Return verbatim the lines of the data below between the line containing "Class name: metal conduit pipe" and the line containing "134, 367, 257]]", inclusive, and nothing else.

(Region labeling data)
-- begin --
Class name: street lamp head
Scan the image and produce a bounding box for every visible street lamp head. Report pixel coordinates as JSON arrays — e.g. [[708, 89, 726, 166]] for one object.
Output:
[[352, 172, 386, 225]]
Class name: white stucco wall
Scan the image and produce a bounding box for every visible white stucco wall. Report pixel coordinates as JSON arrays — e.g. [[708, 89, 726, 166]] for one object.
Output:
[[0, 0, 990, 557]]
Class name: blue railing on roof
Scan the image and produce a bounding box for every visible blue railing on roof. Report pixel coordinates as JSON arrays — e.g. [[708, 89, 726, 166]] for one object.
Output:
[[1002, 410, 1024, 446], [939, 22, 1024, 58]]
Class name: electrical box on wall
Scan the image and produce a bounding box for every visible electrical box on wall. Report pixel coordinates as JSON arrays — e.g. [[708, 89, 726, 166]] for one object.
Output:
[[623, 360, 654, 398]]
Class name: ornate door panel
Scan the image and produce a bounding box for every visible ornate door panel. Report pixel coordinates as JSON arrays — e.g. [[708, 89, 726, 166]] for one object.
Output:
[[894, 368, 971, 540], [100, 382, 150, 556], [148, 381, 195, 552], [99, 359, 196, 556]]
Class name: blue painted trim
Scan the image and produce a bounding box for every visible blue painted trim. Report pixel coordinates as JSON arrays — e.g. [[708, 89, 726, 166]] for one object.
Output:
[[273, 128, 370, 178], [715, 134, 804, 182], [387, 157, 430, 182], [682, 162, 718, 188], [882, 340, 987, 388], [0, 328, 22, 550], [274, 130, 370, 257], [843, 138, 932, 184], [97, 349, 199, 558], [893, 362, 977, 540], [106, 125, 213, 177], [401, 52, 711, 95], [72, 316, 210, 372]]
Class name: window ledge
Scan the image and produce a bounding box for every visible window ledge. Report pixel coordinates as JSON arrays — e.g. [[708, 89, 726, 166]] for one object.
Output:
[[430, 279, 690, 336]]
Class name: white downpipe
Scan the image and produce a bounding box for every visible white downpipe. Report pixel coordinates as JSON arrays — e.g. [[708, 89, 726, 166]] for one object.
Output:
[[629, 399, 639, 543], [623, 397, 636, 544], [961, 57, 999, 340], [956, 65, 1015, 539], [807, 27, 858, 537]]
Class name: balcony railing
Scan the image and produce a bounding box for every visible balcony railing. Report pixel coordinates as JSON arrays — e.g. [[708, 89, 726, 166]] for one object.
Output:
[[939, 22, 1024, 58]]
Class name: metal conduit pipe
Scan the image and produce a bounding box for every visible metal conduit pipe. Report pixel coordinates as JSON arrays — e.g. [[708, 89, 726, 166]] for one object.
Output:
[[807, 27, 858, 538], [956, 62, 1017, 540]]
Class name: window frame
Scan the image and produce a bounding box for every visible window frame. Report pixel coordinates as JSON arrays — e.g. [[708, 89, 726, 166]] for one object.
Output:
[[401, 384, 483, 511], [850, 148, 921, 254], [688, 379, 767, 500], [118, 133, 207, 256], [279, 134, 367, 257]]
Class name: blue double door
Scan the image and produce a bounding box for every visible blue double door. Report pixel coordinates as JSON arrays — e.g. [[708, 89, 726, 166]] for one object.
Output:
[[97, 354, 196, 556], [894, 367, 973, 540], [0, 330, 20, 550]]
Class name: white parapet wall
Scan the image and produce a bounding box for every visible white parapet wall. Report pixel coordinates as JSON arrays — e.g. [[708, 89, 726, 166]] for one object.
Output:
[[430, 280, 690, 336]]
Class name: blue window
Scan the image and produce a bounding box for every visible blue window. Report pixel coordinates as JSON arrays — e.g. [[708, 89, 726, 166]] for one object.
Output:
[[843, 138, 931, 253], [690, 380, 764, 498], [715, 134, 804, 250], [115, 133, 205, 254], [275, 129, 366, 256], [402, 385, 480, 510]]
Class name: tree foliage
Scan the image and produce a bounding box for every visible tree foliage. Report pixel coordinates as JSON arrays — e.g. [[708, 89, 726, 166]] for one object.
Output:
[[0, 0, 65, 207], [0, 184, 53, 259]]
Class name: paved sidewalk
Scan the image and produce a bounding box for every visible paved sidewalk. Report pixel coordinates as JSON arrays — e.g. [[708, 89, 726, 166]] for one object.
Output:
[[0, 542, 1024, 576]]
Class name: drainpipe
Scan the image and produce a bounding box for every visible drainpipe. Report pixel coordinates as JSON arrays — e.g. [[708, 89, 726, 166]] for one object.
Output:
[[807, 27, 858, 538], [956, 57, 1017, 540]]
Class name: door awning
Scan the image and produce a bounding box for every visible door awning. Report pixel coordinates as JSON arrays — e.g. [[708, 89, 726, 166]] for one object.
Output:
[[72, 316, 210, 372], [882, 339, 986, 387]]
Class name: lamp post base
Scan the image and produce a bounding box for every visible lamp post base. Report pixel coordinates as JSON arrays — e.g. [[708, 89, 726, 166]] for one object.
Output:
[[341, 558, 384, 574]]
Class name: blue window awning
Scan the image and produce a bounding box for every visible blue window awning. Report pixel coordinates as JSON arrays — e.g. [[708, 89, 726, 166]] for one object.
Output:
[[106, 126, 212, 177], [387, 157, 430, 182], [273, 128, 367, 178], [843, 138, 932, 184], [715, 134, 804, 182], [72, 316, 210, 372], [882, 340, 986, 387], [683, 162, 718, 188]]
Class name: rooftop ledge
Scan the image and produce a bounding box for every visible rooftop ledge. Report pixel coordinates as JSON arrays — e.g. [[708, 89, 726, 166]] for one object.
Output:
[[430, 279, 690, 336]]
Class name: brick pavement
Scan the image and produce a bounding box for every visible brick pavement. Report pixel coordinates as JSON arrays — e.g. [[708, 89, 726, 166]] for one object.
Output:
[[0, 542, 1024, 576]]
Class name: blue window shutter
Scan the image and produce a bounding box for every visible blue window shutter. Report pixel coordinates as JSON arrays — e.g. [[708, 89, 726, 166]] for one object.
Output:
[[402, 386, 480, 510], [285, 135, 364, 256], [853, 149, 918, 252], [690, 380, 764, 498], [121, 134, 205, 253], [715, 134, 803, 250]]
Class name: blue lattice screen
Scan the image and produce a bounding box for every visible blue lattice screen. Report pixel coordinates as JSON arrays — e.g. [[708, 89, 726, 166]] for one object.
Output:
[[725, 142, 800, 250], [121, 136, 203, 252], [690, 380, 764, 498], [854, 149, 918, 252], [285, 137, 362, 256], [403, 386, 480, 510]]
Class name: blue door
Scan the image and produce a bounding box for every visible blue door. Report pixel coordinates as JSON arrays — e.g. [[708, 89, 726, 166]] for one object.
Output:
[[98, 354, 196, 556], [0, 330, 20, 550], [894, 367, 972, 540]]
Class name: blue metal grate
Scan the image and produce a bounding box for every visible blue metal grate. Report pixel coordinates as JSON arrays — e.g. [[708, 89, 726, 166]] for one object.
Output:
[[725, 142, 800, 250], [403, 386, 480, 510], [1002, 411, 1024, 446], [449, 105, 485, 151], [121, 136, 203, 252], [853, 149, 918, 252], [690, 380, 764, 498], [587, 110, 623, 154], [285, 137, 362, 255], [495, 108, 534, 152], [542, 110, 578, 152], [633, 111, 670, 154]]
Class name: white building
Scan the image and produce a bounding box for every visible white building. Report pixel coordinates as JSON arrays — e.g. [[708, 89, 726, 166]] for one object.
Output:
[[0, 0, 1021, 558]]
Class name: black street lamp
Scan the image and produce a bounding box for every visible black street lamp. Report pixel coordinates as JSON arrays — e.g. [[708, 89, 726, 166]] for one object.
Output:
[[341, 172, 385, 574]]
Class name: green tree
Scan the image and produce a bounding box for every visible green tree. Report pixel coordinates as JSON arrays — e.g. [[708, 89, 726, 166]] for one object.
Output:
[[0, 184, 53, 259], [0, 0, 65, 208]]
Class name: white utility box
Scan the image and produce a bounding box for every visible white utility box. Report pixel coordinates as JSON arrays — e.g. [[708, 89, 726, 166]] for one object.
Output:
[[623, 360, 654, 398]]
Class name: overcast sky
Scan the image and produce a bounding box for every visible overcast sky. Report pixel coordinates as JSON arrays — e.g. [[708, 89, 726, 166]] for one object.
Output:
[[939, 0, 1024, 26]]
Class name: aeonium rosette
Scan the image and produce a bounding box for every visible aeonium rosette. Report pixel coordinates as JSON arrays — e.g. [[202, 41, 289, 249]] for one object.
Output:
-- end --
-- begin --
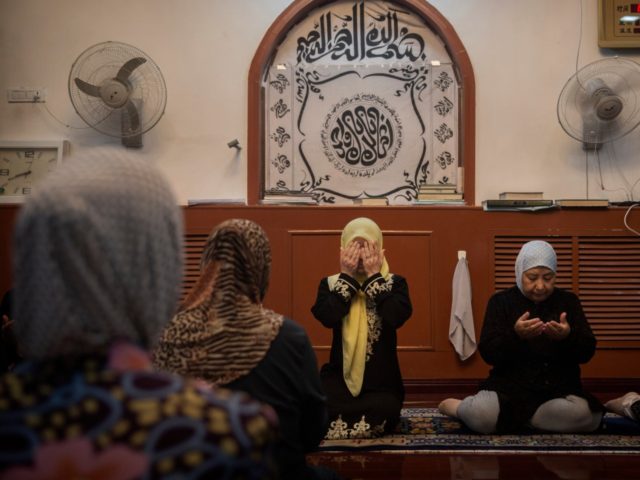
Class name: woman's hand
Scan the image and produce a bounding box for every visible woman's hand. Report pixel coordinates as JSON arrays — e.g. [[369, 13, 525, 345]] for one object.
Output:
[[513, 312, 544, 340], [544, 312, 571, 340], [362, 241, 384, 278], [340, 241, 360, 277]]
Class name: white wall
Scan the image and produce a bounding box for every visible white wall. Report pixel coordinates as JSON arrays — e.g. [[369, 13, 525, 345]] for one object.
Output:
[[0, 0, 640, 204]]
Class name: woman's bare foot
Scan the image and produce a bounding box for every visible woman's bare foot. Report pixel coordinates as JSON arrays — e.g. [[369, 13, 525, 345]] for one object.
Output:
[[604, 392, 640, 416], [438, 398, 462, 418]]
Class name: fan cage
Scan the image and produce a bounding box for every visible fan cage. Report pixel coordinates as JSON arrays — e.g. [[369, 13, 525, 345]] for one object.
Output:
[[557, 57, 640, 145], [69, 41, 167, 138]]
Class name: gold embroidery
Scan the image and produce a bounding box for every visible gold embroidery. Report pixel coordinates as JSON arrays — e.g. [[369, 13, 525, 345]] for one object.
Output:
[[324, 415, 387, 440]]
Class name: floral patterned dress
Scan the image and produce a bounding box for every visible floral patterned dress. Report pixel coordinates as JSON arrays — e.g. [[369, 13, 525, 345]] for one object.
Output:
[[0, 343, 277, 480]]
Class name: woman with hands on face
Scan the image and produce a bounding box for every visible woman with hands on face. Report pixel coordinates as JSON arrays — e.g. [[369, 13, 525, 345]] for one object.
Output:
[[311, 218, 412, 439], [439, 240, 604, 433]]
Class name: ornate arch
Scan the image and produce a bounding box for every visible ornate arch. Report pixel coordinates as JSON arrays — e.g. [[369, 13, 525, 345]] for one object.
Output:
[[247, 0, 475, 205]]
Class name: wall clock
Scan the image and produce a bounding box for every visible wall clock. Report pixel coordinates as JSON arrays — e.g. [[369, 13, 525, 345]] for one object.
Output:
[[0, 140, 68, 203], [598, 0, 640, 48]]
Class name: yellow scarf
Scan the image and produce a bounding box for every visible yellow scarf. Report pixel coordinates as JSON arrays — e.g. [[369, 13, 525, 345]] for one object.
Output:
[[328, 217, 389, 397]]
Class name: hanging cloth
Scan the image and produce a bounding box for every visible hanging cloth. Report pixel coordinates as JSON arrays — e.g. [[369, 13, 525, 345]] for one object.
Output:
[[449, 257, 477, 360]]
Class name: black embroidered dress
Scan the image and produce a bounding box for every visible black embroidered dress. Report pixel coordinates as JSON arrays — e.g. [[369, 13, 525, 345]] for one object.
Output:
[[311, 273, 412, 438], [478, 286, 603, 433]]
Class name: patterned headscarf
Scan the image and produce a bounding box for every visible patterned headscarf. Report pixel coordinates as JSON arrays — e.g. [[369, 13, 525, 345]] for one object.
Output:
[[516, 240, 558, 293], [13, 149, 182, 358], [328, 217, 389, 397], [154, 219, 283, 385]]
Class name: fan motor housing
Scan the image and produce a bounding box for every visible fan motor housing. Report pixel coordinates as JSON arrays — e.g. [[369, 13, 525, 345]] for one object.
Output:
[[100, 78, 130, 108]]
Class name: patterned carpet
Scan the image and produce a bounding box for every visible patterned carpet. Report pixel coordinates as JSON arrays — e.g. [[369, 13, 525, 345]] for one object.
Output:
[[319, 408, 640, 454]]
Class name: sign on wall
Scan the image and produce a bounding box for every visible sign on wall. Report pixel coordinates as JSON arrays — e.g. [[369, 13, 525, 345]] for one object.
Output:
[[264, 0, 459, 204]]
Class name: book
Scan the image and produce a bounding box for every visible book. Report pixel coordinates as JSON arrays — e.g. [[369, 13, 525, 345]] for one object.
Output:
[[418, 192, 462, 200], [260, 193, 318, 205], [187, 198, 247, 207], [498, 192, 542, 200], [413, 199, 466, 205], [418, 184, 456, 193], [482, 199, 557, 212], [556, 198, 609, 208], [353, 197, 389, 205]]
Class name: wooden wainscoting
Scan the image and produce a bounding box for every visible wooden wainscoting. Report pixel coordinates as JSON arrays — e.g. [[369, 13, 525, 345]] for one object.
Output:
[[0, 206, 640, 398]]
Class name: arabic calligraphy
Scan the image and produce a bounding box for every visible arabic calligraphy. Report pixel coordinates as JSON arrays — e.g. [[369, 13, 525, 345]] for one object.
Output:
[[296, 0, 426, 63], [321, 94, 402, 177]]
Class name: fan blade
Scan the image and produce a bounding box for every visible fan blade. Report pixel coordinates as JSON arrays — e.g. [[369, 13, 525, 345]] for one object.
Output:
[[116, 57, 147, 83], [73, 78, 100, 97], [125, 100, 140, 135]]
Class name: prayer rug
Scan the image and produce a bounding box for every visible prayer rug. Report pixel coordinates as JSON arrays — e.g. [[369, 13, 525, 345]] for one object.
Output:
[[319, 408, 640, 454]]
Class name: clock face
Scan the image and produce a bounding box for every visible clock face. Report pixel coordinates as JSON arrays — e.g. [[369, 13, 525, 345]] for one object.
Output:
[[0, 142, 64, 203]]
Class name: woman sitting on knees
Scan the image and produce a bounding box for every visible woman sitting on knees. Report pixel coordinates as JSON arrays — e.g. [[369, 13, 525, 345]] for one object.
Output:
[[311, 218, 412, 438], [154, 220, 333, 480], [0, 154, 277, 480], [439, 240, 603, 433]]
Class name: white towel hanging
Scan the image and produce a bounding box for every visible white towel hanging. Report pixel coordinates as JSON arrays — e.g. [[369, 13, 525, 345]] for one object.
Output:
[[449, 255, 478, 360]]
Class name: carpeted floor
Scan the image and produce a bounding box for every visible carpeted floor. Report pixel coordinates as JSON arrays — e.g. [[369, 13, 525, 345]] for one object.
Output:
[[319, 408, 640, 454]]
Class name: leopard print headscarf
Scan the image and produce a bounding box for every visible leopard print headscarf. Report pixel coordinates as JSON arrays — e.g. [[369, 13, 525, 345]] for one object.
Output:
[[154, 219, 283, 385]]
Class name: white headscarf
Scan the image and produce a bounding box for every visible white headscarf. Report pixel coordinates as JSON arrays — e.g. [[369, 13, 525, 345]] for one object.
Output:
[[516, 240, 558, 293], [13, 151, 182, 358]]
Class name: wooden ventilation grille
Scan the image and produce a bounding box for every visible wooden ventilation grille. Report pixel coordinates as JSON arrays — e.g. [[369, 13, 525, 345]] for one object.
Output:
-- end --
-- begin --
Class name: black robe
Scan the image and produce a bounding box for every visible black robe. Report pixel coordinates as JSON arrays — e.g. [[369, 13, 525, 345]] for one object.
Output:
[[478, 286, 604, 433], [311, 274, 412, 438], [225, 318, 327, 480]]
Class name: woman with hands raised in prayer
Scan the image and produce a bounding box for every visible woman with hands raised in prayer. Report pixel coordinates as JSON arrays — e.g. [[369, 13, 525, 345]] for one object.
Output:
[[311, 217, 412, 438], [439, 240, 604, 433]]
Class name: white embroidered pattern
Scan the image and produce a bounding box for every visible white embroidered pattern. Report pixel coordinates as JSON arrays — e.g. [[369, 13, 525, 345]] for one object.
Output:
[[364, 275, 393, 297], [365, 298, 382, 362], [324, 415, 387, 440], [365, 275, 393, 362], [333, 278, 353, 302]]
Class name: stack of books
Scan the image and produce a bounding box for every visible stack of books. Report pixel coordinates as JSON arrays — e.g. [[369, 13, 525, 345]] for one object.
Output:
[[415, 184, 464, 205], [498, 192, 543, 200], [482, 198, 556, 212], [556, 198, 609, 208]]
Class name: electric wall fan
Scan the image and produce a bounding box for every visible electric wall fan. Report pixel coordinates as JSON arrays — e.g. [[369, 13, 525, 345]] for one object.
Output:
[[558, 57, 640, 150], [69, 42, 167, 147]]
-- end --
**Completed task**
Class name: metal conduit pipe
Scan the image and produce a bounding box for every visible metal conduit pipe. Report pixel coordinates as JSON arrays — e.g. [[708, 89, 726, 166]] for one object.
Output:
[[807, 27, 858, 538], [956, 62, 1017, 540]]
Class name: window frame
Scan the image and produce a bounding box for every visible window frame. Report pixel coordinates as JSON arrays — e.g. [[708, 89, 726, 166]] for one object.
Output:
[[401, 384, 483, 511], [850, 148, 921, 254], [688, 379, 767, 500], [118, 133, 207, 256], [279, 134, 367, 257]]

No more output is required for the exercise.